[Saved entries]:
------------------------------------------------

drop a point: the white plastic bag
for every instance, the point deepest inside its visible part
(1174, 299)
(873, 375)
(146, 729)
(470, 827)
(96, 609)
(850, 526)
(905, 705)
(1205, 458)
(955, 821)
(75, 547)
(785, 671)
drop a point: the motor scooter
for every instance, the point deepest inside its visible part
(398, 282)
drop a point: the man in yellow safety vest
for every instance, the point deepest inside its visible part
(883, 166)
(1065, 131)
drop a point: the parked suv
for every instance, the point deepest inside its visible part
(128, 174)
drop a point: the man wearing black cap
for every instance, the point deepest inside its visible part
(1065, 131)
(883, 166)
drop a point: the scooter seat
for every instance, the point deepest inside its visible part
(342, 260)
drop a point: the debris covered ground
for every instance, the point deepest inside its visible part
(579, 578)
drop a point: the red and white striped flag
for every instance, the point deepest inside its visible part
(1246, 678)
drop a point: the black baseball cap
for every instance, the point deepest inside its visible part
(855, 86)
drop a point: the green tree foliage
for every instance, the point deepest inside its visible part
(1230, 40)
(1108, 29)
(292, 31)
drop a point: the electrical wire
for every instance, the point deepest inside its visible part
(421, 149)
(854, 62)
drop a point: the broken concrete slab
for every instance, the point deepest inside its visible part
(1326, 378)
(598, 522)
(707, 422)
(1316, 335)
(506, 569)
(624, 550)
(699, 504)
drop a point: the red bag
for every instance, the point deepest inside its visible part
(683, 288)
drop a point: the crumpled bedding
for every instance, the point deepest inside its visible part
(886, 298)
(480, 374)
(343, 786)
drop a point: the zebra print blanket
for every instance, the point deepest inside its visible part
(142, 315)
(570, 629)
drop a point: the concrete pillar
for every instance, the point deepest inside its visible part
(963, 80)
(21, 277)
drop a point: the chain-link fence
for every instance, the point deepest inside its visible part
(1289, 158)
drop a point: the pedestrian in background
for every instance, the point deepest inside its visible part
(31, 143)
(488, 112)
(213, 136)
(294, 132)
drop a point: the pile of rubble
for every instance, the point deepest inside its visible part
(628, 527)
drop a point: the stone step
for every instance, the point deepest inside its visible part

------------------------------------------------

[The task]: Please retype the data above exactly, including every line.

[Exercise output]:
drop a point: the white plastic bag
for every instance, the point deepest inside its visible part
(1174, 299)
(873, 375)
(146, 729)
(470, 827)
(96, 609)
(850, 526)
(905, 705)
(1205, 458)
(955, 821)
(75, 547)
(785, 671)
drop a point: the motor scooter
for every instance, the point deepest inside its visible part
(398, 282)
drop a point: the man in yellow safety vest
for every instance, the point deepest inside its visible part
(883, 166)
(1065, 131)
drop a point: the parked suv
for every instance, the point deepest inside its visible part
(128, 174)
drop a point: the man wearing black cap
for every instance, the point deepest inside its visible part
(1065, 131)
(883, 166)
drop a point: the scooter seat
for every instance, the point deepest inside its visible part
(342, 260)
drop a point: the debris covered ground
for every instance, the point deepest inside its visible part
(579, 578)
drop a point: the red and white striped flag
for every instance, the point deepest inside its visible part
(1246, 678)
drop a point: the black baseball cap
for every instance, the point deepest inside its visible part
(855, 86)
drop a point: the green tree foliage
for every instance, the point deepest inside its visible part
(1230, 40)
(1108, 29)
(292, 31)
drop a point: the electrical wire
for every instance, the point deepest inside its visible part
(421, 149)
(854, 62)
drop a point: the broken concrete slab
for every instance, the point deepest inside its visible part
(1326, 378)
(598, 522)
(707, 422)
(1316, 335)
(506, 569)
(624, 550)
(699, 504)
drop a point: the red bag
for every instance, the point deepest inside its visible part
(683, 288)
drop a point: the crumpled bedding
for every instance, the point deepest inside its visible part
(886, 298)
(480, 374)
(343, 786)
drop a point: the zebra print blanket
for every instance, the point deepest inside its visible part
(142, 315)
(570, 629)
drop a point: the concrete pillar
for every instance, the point deepest inside its visible part
(963, 80)
(21, 277)
drop a point: the chain-link fence
for every instance, the point deepest inside its visible part
(1289, 158)
drop a point: the pedestrian in background
for every instance, the point deepest inside its visible part
(31, 143)
(488, 112)
(213, 136)
(294, 132)
drop a point: the pile of rubble
for every instance, the point deepest inside its visible part
(628, 527)
drop a point: the stone step
for every instance, the point deepest inside its visible part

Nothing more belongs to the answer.